### TASK PROMPT
Every record below should appear in your answer, copied exactly.
*** Opening INPUT DATA ***
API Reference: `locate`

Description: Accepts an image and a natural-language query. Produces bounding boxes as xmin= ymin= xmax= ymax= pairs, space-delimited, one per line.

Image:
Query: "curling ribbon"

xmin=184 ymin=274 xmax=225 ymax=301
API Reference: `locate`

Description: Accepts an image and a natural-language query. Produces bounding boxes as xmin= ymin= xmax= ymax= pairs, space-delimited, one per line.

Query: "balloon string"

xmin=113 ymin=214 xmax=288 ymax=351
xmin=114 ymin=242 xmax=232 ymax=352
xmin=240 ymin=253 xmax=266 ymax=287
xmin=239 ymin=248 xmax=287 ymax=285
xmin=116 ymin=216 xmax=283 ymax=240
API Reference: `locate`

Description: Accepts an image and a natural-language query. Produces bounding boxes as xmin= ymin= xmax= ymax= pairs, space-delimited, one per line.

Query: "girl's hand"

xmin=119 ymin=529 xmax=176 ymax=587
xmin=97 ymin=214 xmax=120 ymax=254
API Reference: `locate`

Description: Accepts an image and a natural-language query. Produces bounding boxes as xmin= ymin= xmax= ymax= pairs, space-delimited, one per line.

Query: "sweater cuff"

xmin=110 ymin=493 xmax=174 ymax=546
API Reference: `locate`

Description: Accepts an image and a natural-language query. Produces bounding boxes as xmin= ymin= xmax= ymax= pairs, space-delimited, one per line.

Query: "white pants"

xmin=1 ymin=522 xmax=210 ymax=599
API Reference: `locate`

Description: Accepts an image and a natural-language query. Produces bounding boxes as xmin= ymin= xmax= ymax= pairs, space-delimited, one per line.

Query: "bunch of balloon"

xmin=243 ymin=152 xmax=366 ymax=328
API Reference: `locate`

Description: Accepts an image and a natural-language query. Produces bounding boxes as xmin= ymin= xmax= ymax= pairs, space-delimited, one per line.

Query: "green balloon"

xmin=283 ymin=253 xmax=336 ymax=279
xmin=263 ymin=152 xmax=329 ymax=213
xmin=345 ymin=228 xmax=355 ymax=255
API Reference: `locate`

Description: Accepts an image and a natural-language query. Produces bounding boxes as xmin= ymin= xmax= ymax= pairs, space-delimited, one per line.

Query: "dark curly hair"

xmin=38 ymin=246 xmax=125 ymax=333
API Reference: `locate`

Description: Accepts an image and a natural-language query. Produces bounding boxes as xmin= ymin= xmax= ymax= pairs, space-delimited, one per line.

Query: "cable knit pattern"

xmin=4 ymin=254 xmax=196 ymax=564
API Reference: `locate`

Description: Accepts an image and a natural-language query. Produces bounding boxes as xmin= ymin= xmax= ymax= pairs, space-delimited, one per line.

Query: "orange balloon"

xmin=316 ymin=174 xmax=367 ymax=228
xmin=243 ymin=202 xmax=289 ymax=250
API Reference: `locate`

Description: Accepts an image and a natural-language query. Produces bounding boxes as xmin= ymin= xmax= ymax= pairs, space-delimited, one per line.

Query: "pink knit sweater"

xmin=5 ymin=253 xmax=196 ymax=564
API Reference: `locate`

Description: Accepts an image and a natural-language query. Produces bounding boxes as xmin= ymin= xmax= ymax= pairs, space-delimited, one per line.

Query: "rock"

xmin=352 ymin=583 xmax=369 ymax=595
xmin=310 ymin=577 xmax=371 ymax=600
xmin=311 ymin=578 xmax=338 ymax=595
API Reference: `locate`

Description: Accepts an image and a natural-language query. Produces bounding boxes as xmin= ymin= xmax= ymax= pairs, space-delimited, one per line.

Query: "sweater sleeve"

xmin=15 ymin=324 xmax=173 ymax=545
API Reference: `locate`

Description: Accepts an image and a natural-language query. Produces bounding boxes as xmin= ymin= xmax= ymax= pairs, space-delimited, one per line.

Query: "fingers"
*** Closing INPUT DATA ***
### ANSWER SPACE
API Reference: `locate`

Description: Accepts an image and a natural-language query. Produces bounding boxes as xmin= ymin= xmax= ymax= pairs, space-delimited, one per line.

Image:
Query: "curling ribbon"

xmin=184 ymin=274 xmax=225 ymax=301
API Reference: `locate`

Description: Accepts an image and a natural-language query. Produces bounding boxes as xmin= ymin= xmax= ymax= pairs, space-delimited, one per line.

Query: "balloon string"

xmin=113 ymin=214 xmax=288 ymax=351
xmin=114 ymin=242 xmax=232 ymax=352
xmin=240 ymin=253 xmax=266 ymax=287
xmin=239 ymin=248 xmax=287 ymax=285
xmin=116 ymin=216 xmax=283 ymax=240
API Reference: `locate`

Description: Accepts an image and a natural-language query. Produces bounding boxes as xmin= ymin= xmax= ymax= pairs, space-delimited, one per line.

Query: "girl's hand"

xmin=119 ymin=529 xmax=176 ymax=587
xmin=97 ymin=214 xmax=120 ymax=254
API Reference: `locate`

Description: Accepts an image and a natural-language query. Produces bounding boxes as xmin= ymin= xmax= ymax= pairs, space-delimited, one per line.

Query: "sweater cuff"

xmin=110 ymin=493 xmax=174 ymax=546
API Reference: `locate`

Description: Accepts an image and a natural-language query. Produces bounding boxes as xmin= ymin= xmax= ymax= pairs, space-delimited, one per line.

Query: "white pants"

xmin=1 ymin=522 xmax=210 ymax=599
API Reference: `locate`

Description: Accepts an image and a natural-language query. Produces bounding boxes as xmin= ymin= xmax= ymax= pairs, space-delimited, one per line.

Query: "bunch of balloon"

xmin=243 ymin=152 xmax=366 ymax=328
API Reference: `locate`

Description: Accepts an image and a natural-language query. Produces bounding boxes as xmin= ymin= xmax= ymax= pairs, space-delimited, one per line.

Query: "green balloon"

xmin=283 ymin=253 xmax=336 ymax=279
xmin=263 ymin=152 xmax=329 ymax=213
xmin=345 ymin=228 xmax=355 ymax=255
API Reference: `locate`

Description: Accepts an image and a natural-language query. Produces bounding boxes as xmin= ymin= xmax= ymax= pairs, space-delimited, one per line.

Query: "dark curly hair"

xmin=38 ymin=246 xmax=125 ymax=333
API Reference: `locate`

Description: Accepts an image and a natural-language query. Produces bounding boxes as xmin= ymin= xmax= ymax= pairs, space-delimited, one per line.

Query: "cable knit pattern"

xmin=4 ymin=254 xmax=196 ymax=564
API Reference: `locate`

Description: Accepts an image and a natural-language query. Produces bounding boxes as xmin= ymin= xmax= ymax= pairs, space-delimited, one per line.

Query: "orange balloon"

xmin=316 ymin=174 xmax=367 ymax=228
xmin=243 ymin=202 xmax=289 ymax=250
API Reference: `locate`

Description: Accepts an image and a natural-language query. Produces bounding boxes as xmin= ymin= xmax= ymax= pairs, space-delimited, one per line.

Query: "pink knit sweater"

xmin=5 ymin=253 xmax=196 ymax=564
API Reference: `locate`

Description: Accepts an image and a natural-language query. Produces bounding boxes as xmin= ymin= xmax= ymax= pairs, space-delimited, one per line.

Query: "rock"

xmin=352 ymin=583 xmax=369 ymax=595
xmin=310 ymin=577 xmax=371 ymax=600
xmin=311 ymin=578 xmax=338 ymax=595
API Reference: `locate`

Description: Accepts an image and a natural-language query. Produces bounding boxes as xmin= ymin= xmax= ymax= pairs, space-delimited, one per line.

Query: "sweater sleeve"

xmin=15 ymin=324 xmax=173 ymax=545
API Reference: `locate`

Description: Accepts an image and a natural-language query. Produces bounding boxes as xmin= ymin= xmax= ymax= pairs, space-delimited, one per line.

Query: "fingers"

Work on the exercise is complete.